What is required
Every entry must be duplicated precisely as written.

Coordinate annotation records
◇ ◇ ◇ ◇

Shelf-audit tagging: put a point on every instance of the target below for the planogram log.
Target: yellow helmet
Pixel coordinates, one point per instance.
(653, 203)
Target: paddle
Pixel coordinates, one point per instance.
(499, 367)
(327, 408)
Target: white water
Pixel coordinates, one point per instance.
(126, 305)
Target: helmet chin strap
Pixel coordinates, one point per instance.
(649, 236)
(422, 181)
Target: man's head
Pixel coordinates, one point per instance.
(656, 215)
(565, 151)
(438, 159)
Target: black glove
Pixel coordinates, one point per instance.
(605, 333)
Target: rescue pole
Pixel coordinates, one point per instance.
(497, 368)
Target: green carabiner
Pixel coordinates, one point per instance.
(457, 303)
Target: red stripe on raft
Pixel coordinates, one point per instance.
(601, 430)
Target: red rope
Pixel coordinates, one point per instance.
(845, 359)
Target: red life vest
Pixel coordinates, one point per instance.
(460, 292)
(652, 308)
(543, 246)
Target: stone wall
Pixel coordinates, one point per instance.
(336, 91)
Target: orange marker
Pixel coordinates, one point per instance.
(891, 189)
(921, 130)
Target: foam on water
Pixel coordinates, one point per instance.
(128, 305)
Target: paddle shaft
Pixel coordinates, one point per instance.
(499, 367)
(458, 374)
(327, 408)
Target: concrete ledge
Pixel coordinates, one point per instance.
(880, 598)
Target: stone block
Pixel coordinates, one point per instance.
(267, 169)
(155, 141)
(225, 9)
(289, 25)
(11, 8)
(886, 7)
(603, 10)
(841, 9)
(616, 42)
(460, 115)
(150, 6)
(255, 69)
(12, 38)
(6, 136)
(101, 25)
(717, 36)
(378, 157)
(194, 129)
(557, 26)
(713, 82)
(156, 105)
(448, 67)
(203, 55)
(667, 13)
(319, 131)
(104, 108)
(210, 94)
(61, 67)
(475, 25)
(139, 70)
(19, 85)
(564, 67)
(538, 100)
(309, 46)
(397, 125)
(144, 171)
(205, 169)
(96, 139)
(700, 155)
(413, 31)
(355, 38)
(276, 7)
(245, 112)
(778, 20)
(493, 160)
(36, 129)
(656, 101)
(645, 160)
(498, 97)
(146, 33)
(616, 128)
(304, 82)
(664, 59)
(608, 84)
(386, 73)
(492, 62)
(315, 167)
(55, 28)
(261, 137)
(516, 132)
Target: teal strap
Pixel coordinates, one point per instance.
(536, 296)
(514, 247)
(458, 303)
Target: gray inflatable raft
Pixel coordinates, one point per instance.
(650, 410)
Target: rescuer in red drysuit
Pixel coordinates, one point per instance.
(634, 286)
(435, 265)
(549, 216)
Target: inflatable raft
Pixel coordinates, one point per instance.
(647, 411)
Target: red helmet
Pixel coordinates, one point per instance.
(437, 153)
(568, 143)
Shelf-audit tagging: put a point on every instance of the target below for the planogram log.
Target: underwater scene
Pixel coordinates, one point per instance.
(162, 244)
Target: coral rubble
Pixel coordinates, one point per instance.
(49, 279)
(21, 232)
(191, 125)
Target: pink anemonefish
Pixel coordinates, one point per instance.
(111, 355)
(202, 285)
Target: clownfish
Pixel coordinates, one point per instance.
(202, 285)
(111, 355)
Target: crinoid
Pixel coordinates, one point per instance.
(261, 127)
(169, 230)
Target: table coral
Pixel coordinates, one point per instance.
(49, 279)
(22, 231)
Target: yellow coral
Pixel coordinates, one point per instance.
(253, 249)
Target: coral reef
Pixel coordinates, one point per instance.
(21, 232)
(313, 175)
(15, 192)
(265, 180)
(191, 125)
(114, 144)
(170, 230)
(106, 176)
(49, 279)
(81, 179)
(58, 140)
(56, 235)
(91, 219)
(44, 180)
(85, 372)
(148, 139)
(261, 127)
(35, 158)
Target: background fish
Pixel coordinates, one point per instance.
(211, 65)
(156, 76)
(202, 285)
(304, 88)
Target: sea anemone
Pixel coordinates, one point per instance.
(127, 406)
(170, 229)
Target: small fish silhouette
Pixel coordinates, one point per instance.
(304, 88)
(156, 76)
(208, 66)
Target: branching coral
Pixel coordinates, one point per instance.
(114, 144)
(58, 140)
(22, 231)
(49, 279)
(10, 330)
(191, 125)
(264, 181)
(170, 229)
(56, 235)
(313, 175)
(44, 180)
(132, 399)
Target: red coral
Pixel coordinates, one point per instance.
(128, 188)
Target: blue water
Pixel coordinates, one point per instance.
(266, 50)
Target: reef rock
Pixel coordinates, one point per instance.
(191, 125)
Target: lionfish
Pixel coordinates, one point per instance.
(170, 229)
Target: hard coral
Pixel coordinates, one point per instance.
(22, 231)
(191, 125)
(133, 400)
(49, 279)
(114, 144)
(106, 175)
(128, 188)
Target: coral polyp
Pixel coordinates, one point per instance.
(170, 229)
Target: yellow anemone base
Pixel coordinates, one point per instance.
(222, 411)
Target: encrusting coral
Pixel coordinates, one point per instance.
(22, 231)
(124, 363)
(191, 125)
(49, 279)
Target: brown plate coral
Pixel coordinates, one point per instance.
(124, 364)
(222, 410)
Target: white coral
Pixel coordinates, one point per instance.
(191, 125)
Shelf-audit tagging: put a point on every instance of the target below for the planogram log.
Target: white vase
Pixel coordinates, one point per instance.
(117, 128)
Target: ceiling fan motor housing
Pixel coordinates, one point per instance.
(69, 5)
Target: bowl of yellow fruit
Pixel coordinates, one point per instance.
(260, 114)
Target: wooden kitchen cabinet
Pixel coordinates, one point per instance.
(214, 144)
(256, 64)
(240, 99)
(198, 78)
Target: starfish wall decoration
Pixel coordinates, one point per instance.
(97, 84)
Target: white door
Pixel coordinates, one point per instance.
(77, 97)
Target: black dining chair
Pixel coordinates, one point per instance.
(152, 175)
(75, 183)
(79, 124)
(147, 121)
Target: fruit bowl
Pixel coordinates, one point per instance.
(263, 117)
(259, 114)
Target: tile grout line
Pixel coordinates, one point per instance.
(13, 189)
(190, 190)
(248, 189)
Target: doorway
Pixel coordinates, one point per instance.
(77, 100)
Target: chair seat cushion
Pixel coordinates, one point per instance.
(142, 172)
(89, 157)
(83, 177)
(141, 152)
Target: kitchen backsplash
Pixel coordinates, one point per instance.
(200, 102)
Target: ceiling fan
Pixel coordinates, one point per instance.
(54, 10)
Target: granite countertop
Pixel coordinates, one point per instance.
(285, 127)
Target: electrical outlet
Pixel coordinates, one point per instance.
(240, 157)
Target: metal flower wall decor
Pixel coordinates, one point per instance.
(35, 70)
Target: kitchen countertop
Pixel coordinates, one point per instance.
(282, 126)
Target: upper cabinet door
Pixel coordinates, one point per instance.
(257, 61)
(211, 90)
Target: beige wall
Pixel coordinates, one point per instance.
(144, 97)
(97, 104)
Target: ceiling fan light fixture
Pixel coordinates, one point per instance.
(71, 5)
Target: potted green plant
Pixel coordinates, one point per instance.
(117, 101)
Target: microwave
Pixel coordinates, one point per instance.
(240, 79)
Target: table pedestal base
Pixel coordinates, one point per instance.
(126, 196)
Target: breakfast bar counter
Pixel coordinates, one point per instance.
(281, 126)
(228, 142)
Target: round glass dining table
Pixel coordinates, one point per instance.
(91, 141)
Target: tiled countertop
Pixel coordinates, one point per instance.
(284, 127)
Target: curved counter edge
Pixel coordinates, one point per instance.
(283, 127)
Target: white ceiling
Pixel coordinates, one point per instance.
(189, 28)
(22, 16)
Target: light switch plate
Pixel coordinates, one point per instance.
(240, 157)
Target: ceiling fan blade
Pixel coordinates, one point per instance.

◇ ◇ ◇ ◇

Written response
Shelf-audit tagging: put a point on every instance of the target below for the planogram log.
Target: yellow helmet
Pixel coordinates, one point per instance.
(653, 203)
Target: paddle
Pixel coordinates, one point per instance.
(499, 367)
(327, 408)
Target: white water
Pixel coordinates, one point per instance.
(126, 305)
Target: helmet chin strap
Pixel coordinates, one point per instance.
(649, 236)
(422, 181)
Target: man's head
Pixel coordinates, one point per instance.
(656, 215)
(565, 151)
(438, 159)
Target: black glove
Pixel coordinates, one point per instance.
(605, 333)
Target: rescue pole
Pixel coordinates, one point per instance.
(497, 368)
Target: green carabiner
Pixel coordinates, one point per instance.
(457, 303)
Target: red stripe on raft
Pixel coordinates, one point per instance.
(601, 430)
Target: red rope
Pixel coordinates, one point per instance.
(845, 359)
Target: red life vest
Pixel coordinates, one point per instance.
(460, 292)
(652, 308)
(543, 246)
Target: stone wall
Pixel coordinates, one point per instance.
(336, 91)
Target: orange marker
Pixel coordinates, one point per instance.
(891, 189)
(921, 130)
Target: foam on water
Pixel coordinates, one point per instance.
(128, 305)
Target: paddle shaft
Pixel coordinates, one point per instance.
(499, 367)
(458, 374)
(327, 408)
Target: concrete ledge
Pixel coordinates, one point per instance.
(880, 598)
Target: stone block
Pixel coordinates, one point per instance.
(267, 169)
(155, 141)
(225, 9)
(289, 25)
(11, 8)
(886, 7)
(603, 10)
(841, 9)
(616, 42)
(460, 115)
(150, 6)
(255, 69)
(12, 38)
(6, 136)
(101, 25)
(717, 36)
(378, 157)
(194, 129)
(557, 26)
(713, 82)
(156, 105)
(448, 67)
(203, 55)
(667, 13)
(319, 131)
(104, 108)
(210, 94)
(61, 67)
(475, 25)
(139, 70)
(19, 85)
(564, 67)
(538, 100)
(309, 46)
(397, 125)
(144, 171)
(205, 169)
(96, 139)
(700, 155)
(413, 31)
(355, 38)
(276, 7)
(245, 112)
(778, 20)
(493, 160)
(36, 129)
(656, 101)
(645, 160)
(498, 97)
(146, 33)
(616, 128)
(304, 82)
(664, 59)
(608, 84)
(386, 73)
(492, 62)
(315, 167)
(55, 28)
(261, 137)
(516, 132)
Target: teal strap
Pixel coordinates, one point per instance.
(536, 296)
(514, 247)
(458, 303)
Target: gray inflatable raft
Pixel coordinates, one point per instance.
(650, 410)
Target: rescuer in red drysuit
Pixel coordinates, one point per instance.
(634, 286)
(435, 265)
(549, 216)
Target: inflatable raft
Pixel coordinates, one point per instance.
(647, 411)
Target: red helmet
Pixel coordinates, one point per instance.
(437, 153)
(568, 143)
Shelf-audit tagging: put a point on every instance of the target below for the planogram log.
Target: underwater scene
Pixel coordinates, one point per instance.
(162, 244)
Target: coral rubble
Pixel coordinates, one point per instance.
(49, 279)
(21, 232)
(191, 125)
Target: pink anemonefish
Pixel coordinates, one point per instance.
(111, 355)
(202, 285)
Target: clownfish
Pixel coordinates, one point per instance.
(202, 285)
(111, 355)
Target: crinoid
Pixel coordinates, one point per instance.
(261, 127)
(169, 230)
Target: table coral
Pixel coordinates, one point per instance.
(49, 279)
(22, 231)
Target: yellow coral
Pixel coordinates, one point per instance.
(253, 249)
Target: coral reef
Pixel coordinates, one point per instance.
(21, 232)
(313, 175)
(15, 192)
(265, 180)
(191, 125)
(114, 144)
(170, 230)
(106, 176)
(49, 279)
(81, 179)
(58, 140)
(56, 235)
(91, 219)
(44, 180)
(85, 372)
(148, 139)
(261, 127)
(35, 158)
Target: background fish
Pixel coordinates, one point per instance.
(211, 65)
(156, 76)
(202, 285)
(304, 88)
Target: sea anemone
Pixel coordinates, one point per instance.
(127, 406)
(170, 229)
Target: small fish silhouette
Pixel coordinates, one point per instance.
(304, 88)
(156, 76)
(208, 66)
Target: branching coral
Pixel coordinates, one point per instance.
(114, 144)
(58, 140)
(22, 231)
(49, 279)
(10, 330)
(191, 125)
(264, 181)
(170, 229)
(56, 235)
(313, 175)
(44, 180)
(132, 399)
Target: red coral
Pixel coordinates, one point per instance.
(128, 188)
Target: blue water
Pixel coordinates, one point per instance.
(266, 50)
Target: reef rock
Pixel coordinates, one point per instance.
(191, 125)
Target: lionfish
Pixel coordinates, one point per instance.
(170, 229)
Target: hard coral
Pixel coordinates, one point per instance.
(22, 231)
(191, 125)
(133, 400)
(49, 279)
(114, 144)
(106, 175)
(128, 188)
Target: coral polyp
Pixel coordinates, one point per instance.
(170, 229)
Target: yellow anemone base
Pixel coordinates, one point per instance.
(222, 411)
Target: encrusting coral
Pixel coordinates, one point per instance.
(22, 231)
(124, 363)
(191, 125)
(49, 279)
Target: brown plate coral
Pixel coordinates, one point per instance.
(124, 364)
(222, 410)
Target: white coral
Pixel coordinates, one point per instance.
(191, 125)
Shelf-audit tagging: put a point on every instance of the target below for the planogram log.
Target: white vase
Pixel coordinates, one point per instance.
(117, 128)
Target: ceiling fan motor housing
Pixel coordinates, one point per instance.
(69, 5)
Target: bowl of yellow fruit
Pixel coordinates, one point per instance.
(260, 114)
Target: wooden kitchen cabinet
Pixel coordinates, one point per instance.
(214, 144)
(256, 64)
(240, 99)
(198, 78)
Target: starfish wall decoration
Pixel coordinates, one point per instance.
(97, 84)
Target: white door
Pixel coordinates, one point per instance.
(77, 97)
Target: black dining chair
Pixel coordinates, one point per instance.
(152, 175)
(75, 183)
(79, 124)
(147, 121)
Target: fruit bowl
Pixel coordinates, one point per instance.
(263, 117)
(259, 114)
Target: tile grout line
Pixel coordinates, one point per instance.
(13, 189)
(190, 190)
(248, 189)
Target: doorway
Pixel coordinates, one point per instance.
(77, 100)
Target: chair seat cushion
Pixel coordinates, one point per instance.
(142, 172)
(89, 157)
(83, 177)
(141, 152)
Target: kitchen backsplash
Pixel coordinates, one point per instance.
(200, 102)
Target: ceiling fan
Pixel coordinates, one point per instance.
(54, 10)
Target: granite countertop
Pixel coordinates, one point per instance.
(285, 127)
Target: electrical outlet
Pixel coordinates, one point per instance.
(240, 157)
Target: metal flower wall decor
Pixel coordinates, one point per instance.
(35, 70)
Target: kitchen countertop
Pixel coordinates, one point per instance.
(282, 126)
Target: upper cabinet door
Pixel coordinates, one point per instance.
(257, 61)
(211, 90)
Target: beige wall
Pixel coordinates, one point per instance.
(144, 97)
(97, 104)
Target: ceiling fan light fixture
Pixel coordinates, one point per instance.
(71, 5)
Target: potted green plant
Pixel coordinates, one point per instance.
(117, 101)
Target: microwave
Pixel coordinates, one point per instance.
(240, 79)
Target: table pedestal base
Pixel coordinates, one point per instance.
(126, 196)
Target: breakfast bar counter
Pixel coordinates, one point per instance.
(281, 126)
(228, 142)
Target: round glass dining table
Pixel coordinates, one point per instance.
(91, 141)
Target: tiled countertop
Pixel coordinates, one point per instance.
(284, 127)
Target: curved counter edge
Pixel coordinates, one point per instance.
(283, 127)
Target: white ceiling
Pixel coordinates, one point per instance.
(189, 28)
(22, 16)
Target: light switch plate
Pixel coordinates, one point per instance.
(240, 157)
Target: ceiling fan blade
Pixel coordinates, one point per instance.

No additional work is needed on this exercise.